> _RECORDS FOR PROCESSING_
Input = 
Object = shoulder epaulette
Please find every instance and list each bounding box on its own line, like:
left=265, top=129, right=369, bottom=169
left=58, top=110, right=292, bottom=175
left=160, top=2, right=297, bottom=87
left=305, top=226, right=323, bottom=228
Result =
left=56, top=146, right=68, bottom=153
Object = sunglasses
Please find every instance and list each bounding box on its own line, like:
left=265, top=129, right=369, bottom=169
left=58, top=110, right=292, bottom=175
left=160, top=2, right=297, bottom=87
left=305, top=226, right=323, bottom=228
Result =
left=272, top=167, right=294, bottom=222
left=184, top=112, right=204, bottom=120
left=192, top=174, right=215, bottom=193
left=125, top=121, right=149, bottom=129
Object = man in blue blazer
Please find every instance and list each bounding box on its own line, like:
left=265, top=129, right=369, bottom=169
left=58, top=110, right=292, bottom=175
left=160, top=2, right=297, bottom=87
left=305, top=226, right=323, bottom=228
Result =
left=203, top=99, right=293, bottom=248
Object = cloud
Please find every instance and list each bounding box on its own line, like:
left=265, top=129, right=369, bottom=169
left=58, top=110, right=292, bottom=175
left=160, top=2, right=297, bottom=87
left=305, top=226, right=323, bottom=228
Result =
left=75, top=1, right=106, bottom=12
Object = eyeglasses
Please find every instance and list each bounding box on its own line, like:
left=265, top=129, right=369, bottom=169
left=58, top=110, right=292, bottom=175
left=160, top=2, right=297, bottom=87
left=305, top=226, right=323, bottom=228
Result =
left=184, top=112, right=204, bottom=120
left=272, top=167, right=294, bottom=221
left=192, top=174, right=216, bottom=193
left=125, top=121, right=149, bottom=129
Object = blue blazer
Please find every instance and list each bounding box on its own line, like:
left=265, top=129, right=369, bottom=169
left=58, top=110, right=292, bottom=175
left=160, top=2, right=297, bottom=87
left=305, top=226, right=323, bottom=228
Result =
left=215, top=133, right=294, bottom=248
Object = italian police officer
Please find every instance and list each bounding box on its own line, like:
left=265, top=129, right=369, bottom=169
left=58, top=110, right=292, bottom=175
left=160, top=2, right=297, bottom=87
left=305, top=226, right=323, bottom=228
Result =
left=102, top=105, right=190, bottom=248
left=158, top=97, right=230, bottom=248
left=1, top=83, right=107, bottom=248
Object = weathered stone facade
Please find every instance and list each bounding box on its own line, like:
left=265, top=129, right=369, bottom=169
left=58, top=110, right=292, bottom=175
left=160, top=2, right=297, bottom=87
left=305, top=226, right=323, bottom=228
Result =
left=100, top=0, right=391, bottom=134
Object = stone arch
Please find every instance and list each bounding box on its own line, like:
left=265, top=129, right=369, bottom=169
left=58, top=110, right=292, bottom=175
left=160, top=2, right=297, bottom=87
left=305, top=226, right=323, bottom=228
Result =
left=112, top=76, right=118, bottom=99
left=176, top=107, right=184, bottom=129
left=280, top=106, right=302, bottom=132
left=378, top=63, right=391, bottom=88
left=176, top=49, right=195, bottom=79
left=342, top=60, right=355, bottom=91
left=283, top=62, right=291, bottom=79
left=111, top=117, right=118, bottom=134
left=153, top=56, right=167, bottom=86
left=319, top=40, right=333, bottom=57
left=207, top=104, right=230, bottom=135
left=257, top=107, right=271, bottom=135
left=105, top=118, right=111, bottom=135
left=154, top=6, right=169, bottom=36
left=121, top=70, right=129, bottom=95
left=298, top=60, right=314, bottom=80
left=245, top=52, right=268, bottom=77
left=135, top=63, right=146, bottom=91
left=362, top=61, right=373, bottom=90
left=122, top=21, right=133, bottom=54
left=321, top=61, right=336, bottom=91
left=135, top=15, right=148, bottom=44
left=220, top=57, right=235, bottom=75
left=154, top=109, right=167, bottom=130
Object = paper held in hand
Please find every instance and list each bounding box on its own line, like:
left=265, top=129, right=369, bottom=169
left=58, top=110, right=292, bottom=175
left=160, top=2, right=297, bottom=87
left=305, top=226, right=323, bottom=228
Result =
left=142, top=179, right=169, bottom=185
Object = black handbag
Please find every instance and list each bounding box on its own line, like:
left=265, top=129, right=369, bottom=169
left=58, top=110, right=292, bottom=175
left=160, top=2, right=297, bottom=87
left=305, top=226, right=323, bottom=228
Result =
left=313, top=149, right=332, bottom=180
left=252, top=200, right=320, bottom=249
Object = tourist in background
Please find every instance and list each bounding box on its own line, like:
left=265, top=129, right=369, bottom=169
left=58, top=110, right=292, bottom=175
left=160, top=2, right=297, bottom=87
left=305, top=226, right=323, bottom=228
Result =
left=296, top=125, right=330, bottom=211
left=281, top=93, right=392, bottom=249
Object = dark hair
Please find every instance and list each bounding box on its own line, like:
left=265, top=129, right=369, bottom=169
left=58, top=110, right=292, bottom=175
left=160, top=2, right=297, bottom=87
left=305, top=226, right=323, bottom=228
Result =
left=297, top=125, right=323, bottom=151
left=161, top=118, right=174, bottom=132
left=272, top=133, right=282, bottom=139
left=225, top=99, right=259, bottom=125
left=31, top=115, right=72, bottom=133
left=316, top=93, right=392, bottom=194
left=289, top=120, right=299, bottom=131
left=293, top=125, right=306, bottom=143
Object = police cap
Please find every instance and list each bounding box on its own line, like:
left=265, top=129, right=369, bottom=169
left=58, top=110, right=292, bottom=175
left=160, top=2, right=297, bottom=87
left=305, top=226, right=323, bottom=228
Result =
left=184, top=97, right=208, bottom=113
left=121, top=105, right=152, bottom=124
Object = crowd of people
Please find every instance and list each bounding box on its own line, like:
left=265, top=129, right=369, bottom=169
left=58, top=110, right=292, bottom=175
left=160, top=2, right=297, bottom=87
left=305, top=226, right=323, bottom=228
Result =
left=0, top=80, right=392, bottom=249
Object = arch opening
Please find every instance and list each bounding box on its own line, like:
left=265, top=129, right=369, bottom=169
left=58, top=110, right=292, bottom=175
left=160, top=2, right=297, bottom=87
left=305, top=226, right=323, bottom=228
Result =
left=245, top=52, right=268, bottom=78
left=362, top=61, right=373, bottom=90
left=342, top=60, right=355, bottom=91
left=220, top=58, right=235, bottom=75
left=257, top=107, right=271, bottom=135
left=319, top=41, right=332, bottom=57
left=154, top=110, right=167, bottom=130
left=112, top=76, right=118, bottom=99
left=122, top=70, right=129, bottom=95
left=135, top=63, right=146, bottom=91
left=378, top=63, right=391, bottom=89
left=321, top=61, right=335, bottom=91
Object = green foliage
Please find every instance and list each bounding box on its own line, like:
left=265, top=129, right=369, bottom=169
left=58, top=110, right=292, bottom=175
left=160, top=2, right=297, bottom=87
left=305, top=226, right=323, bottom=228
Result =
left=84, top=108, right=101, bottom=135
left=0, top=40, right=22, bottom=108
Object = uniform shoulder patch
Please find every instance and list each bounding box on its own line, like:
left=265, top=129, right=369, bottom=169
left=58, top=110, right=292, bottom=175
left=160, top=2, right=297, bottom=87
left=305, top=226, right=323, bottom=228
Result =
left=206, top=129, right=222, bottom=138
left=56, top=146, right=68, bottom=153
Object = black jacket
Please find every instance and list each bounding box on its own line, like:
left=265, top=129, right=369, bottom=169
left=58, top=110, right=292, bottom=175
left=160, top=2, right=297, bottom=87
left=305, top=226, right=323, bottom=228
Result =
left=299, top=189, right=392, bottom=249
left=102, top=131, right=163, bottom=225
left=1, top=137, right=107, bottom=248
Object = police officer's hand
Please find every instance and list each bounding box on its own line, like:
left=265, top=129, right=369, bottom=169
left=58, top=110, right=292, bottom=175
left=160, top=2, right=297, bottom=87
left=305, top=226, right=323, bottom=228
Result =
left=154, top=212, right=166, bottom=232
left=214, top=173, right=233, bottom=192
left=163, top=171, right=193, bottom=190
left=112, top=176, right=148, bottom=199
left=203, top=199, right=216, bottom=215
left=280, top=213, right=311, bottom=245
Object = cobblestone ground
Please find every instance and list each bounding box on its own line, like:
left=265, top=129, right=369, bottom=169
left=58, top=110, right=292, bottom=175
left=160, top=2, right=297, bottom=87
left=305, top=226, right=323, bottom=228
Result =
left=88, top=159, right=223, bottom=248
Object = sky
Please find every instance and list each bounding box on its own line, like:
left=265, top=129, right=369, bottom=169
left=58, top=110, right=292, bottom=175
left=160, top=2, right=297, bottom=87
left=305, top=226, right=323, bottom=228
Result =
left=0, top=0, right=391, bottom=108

> _OBJECTIVE_
Reproduce the lines from the one with "Object = black handbag" to the one with "left=281, top=93, right=392, bottom=249", both included. Leave the requests and their sample boxes unchanged, scale every bounding-box coordinate in the results by 0.4, round to whole numbers with halves going up, and output only those lines.

> _RESULT BELOW_
Object = black handbag
Please find every instance and list each bounding box on its own line, like:
left=265, top=129, right=369, bottom=169
left=58, top=110, right=292, bottom=175
left=160, top=2, right=297, bottom=87
left=305, top=226, right=323, bottom=228
Result =
left=125, top=60, right=133, bottom=72
left=101, top=80, right=128, bottom=100
Object = tourist in background
Please find every instance and list each bounding box on its own line, like:
left=265, top=129, right=369, bottom=169
left=58, top=110, right=292, bottom=175
left=160, top=2, right=297, bottom=87
left=305, top=226, right=323, bottom=228
Result =
left=118, top=50, right=132, bottom=84
left=112, top=37, right=157, bottom=100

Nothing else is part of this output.